→ What you will do
Lay out as a numbered list the lines from the line containing "Please spot the butterfly in" through the end of the items below, both ends included. Leave out any blank lines.

→ Provided records
/---

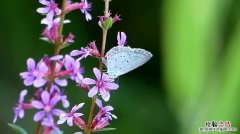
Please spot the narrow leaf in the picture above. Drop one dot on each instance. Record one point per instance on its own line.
(105, 129)
(17, 128)
(108, 23)
(64, 46)
(45, 39)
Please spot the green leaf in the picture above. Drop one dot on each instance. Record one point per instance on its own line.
(108, 23)
(64, 46)
(45, 39)
(17, 128)
(105, 129)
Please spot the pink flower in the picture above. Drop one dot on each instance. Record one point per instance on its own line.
(46, 105)
(73, 117)
(122, 39)
(35, 74)
(103, 84)
(84, 6)
(19, 109)
(50, 8)
(90, 50)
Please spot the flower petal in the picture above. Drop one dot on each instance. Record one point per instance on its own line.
(112, 86)
(105, 94)
(70, 121)
(37, 104)
(62, 120)
(39, 115)
(75, 53)
(78, 114)
(54, 100)
(57, 112)
(88, 81)
(97, 73)
(62, 82)
(21, 113)
(22, 95)
(43, 10)
(45, 97)
(31, 64)
(28, 81)
(44, 2)
(93, 91)
(39, 82)
(43, 67)
(75, 108)
(99, 103)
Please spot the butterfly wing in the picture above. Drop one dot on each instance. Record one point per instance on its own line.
(121, 60)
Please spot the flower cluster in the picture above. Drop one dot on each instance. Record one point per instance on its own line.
(50, 75)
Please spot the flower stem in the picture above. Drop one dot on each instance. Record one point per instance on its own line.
(57, 44)
(39, 126)
(104, 39)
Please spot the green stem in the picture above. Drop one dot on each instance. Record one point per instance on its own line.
(39, 126)
(57, 44)
(104, 39)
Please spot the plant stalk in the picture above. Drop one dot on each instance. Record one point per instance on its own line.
(57, 44)
(104, 39)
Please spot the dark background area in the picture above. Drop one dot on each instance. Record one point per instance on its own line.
(140, 102)
(192, 78)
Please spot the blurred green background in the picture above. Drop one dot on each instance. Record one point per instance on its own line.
(193, 77)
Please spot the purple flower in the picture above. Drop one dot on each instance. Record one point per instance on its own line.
(78, 133)
(105, 110)
(103, 84)
(122, 39)
(85, 8)
(101, 123)
(35, 74)
(50, 8)
(55, 89)
(72, 117)
(50, 126)
(50, 23)
(84, 53)
(46, 105)
(69, 39)
(90, 50)
(74, 67)
(19, 109)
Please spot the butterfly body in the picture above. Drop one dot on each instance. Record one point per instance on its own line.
(120, 60)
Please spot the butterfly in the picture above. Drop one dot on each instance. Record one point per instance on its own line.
(120, 60)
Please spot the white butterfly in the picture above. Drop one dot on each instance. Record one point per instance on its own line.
(121, 60)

\---

→ Exercise answer
1. Please spot the butterfly in the picture above. Drop one dot on each instance. Record one point per instance on its own line.
2. (120, 60)
3. Please spot the white butterfly in the picture above. Drop one dot on each instance. Record one point per instance on its own line.
4. (121, 60)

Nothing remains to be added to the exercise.